§ BRIEF:
In the entries below, find the line with "<point>87,524</point>" and the line with "Place a point on the sailboat". Print those two and everything between them exactly, and nothing else.

§ TASK MATERIAL:

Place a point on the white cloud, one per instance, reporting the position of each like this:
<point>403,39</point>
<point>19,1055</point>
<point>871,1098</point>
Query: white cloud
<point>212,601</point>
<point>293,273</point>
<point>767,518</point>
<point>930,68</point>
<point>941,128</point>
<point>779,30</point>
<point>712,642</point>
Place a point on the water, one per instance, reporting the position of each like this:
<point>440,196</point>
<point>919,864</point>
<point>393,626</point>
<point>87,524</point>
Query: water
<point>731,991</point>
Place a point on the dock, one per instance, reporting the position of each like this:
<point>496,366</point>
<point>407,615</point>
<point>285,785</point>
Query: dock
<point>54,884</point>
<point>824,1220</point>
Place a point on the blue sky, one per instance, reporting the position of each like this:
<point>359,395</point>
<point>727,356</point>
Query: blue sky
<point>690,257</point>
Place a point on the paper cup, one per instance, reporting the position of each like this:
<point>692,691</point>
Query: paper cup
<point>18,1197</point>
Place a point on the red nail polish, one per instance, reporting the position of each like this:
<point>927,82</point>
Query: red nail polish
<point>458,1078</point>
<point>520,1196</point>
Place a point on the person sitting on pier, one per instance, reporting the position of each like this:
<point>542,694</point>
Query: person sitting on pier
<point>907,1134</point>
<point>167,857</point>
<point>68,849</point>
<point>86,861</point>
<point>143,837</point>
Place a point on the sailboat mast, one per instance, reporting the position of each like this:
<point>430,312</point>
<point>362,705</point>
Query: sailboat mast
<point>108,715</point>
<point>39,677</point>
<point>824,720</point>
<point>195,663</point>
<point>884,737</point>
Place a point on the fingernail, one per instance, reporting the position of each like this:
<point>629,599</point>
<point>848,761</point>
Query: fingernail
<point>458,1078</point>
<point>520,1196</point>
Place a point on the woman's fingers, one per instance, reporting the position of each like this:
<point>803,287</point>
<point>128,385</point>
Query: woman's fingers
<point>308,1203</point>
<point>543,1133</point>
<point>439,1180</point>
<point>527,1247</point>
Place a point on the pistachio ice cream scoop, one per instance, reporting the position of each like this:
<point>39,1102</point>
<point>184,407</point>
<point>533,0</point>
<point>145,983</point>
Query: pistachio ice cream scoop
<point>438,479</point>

§ ANSWER SPACE:
<point>87,524</point>
Query: water
<point>731,991</point>
Place a point on the dock, one per instance, reporting the position of each like this:
<point>496,366</point>
<point>407,615</point>
<point>285,785</point>
Query: dock
<point>54,884</point>
<point>824,1220</point>
Place a point on the blue sky, one per instance, reporting the position of each like this:
<point>359,395</point>
<point>727,356</point>
Query: blue sky
<point>690,257</point>
Place a point on the paper cup, one per instance, reporting the position of each like this:
<point>692,691</point>
Query: paper cup
<point>18,1197</point>
Place a point on the red nail polish, one per instance, reporting the position of each like this:
<point>927,82</point>
Query: red nail polish
<point>458,1078</point>
<point>520,1196</point>
Place a point on the person sitting on pier, one per instance, reporting the position of each like this:
<point>542,694</point>
Query: person sitting on pier
<point>907,1134</point>
<point>167,857</point>
<point>68,849</point>
<point>86,861</point>
<point>143,837</point>
Place a point on the sailboat mast, one per instance, reporting the position of each like this:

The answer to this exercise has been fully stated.